# WHAT YOU WILL DO:
Format the listing below as a numbered list, one entry per line, with any blank lines dropped.

━━ DATA IN THIS EXERCISE

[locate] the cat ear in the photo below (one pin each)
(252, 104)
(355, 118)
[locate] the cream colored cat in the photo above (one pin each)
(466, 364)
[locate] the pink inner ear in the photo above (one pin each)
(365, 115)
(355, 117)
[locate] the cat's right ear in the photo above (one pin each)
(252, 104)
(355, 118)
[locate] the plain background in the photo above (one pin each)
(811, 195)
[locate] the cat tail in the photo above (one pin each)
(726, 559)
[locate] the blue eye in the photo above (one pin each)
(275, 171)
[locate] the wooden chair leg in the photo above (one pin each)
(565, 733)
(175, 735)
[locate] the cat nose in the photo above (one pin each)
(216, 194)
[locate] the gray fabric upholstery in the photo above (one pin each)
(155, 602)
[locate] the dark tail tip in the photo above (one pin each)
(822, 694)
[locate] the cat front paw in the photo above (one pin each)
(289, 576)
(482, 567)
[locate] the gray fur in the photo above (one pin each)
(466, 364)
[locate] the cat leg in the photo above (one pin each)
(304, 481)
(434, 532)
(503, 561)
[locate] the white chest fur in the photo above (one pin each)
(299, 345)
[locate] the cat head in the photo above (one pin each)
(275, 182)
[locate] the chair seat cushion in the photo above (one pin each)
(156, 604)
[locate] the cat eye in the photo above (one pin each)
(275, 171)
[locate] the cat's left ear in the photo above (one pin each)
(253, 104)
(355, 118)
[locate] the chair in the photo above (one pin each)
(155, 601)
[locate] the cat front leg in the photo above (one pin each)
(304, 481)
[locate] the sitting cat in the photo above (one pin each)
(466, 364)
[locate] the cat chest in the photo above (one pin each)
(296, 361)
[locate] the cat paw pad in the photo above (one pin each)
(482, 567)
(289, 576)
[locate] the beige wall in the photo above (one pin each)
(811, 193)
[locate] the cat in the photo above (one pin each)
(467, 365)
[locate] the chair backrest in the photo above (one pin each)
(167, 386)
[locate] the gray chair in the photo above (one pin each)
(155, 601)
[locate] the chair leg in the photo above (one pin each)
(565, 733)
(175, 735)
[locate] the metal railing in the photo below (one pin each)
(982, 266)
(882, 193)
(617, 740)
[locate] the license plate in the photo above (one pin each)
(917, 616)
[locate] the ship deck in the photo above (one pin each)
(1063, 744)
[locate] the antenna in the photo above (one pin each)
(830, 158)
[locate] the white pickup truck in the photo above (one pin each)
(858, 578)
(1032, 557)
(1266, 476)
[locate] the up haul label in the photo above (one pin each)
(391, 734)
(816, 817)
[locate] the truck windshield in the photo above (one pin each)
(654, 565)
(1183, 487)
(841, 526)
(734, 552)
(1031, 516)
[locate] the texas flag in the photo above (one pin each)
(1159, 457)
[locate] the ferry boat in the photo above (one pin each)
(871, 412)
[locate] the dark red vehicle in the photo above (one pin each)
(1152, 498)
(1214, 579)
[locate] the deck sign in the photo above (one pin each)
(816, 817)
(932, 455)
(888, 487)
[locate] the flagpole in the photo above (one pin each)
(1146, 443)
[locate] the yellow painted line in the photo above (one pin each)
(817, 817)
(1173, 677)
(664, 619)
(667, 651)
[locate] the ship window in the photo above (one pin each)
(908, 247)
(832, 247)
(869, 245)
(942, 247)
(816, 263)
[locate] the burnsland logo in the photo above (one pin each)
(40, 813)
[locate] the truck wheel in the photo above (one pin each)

━━━━

# RESPONSE TO THE EXERCISE:
1. [locate] the cat ear in the photo below (one pin each)
2. (252, 104)
3. (355, 118)
4. [locate] the cream colored cat in the photo above (one pin each)
5. (466, 364)
6. [locate] the pink inner ear in the photo above (one pin each)
7. (365, 115)
8. (355, 117)
9. [locate] the cat's right ear in the photo above (one pin each)
10. (252, 104)
11. (355, 118)
12. [locate] the plain background in the photo above (one pin each)
13. (811, 195)
14. [locate] the cat tail in the photo above (one pin each)
15. (726, 559)
16. [locate] the blue eye in the photo above (one pin each)
17. (275, 171)
18. [locate] the wooden chair leg in the photo above (one pin each)
19. (565, 733)
20. (175, 735)
21. [locate] the cat nose in the photo above (one pin each)
22. (216, 194)
23. [locate] the gray fabric upholstery in the photo above (one pin each)
24. (155, 602)
25. [locate] the dark tail tip in the photo above (one pin each)
26. (822, 694)
27. [locate] the cat front paw in the photo above (one pin each)
28. (289, 576)
29. (482, 567)
30. [locate] the gray fur in the photo above (one pin each)
31. (466, 364)
32. [locate] the cat leg in the photo above (one pin each)
33. (304, 481)
34. (434, 532)
35. (503, 561)
36. [locate] the white chest fur in the photo above (one pin each)
37. (299, 345)
38. [locate] the cat head in the photo above (one pin each)
39. (275, 182)
40. [locate] the chair seat cushion in the photo above (one pin each)
41. (156, 604)
42. [locate] the cat eye in the photo above (one pin each)
43. (275, 171)
44. [locate] the cat's left ear in the photo above (one pin each)
45. (253, 104)
46. (355, 118)
47. [locate] the chair in the photo above (one pin each)
48. (155, 601)
49. [locate] the cat front leg in the photo above (one pin each)
50. (304, 481)
51. [locate] the sitting cat in the photo above (one pin each)
52. (466, 364)
53. [locate] the cat chest in the photo above (one pin each)
54. (296, 361)
55. [locate] the cat paw pad in the photo above (one pin each)
56. (482, 567)
57. (289, 576)
58. [locate] the beige wall in the photo above (one pin each)
59. (811, 193)
60. [locate] the cat in the photo above (one pin each)
61. (467, 365)
62. [locate] the chair backrest in the photo above (one pin each)
63. (167, 386)
64. [locate] the gray chair in the photo above (one pin each)
65. (155, 601)
66. [locate] the chair leg in the photo above (one pin each)
67. (565, 733)
68. (175, 735)
69. [locate] the metal railing in the photo below (one pin each)
70. (982, 266)
71. (882, 193)
72. (617, 740)
73. [locate] the license plate in the photo above (one pin each)
74. (917, 616)
75. [locate] the ship deck in the photo above (one pin each)
76. (1063, 744)
77. [locate] the antenna in the photo above (one pin each)
78. (830, 158)
79. [locate] the white pickup truck in the photo above (one pin each)
80. (858, 578)
81. (1032, 557)
82. (1266, 476)
83. [locate] the up haul label in the photo above (one pin each)
84. (391, 734)
85. (816, 817)
86. [locate] the truck windshield in the photo above (one pin each)
87. (654, 565)
88. (1183, 487)
89. (841, 526)
90. (734, 552)
91. (1031, 516)
92. [locate] the texas flag in the photo above (one pin each)
93. (1159, 457)
94. [locate] the ferry boat in the photo above (one pin each)
95. (871, 412)
96. [locate] the dark red vehicle in the photo above (one pin each)
97. (1152, 498)
98. (1214, 579)
99. [locate] the deck sign in the photo above (one pin each)
100. (816, 817)
101. (932, 455)
102. (888, 487)
103. [locate] the flagpole in the photo above (one pin each)
104. (1146, 443)
105. [locate] the yellow painted line in the photo above (one pin each)
106. (817, 817)
107. (1173, 677)
108. (664, 619)
109. (667, 651)
110. [locate] the ship window in the photo above (one pin each)
111. (908, 247)
112. (832, 247)
113. (869, 245)
114. (942, 247)
115. (816, 263)
116. [locate] the burnsland logo in the photo above (one pin each)
117. (40, 813)
118. [locate] the truck wheel in the photo above (one pin each)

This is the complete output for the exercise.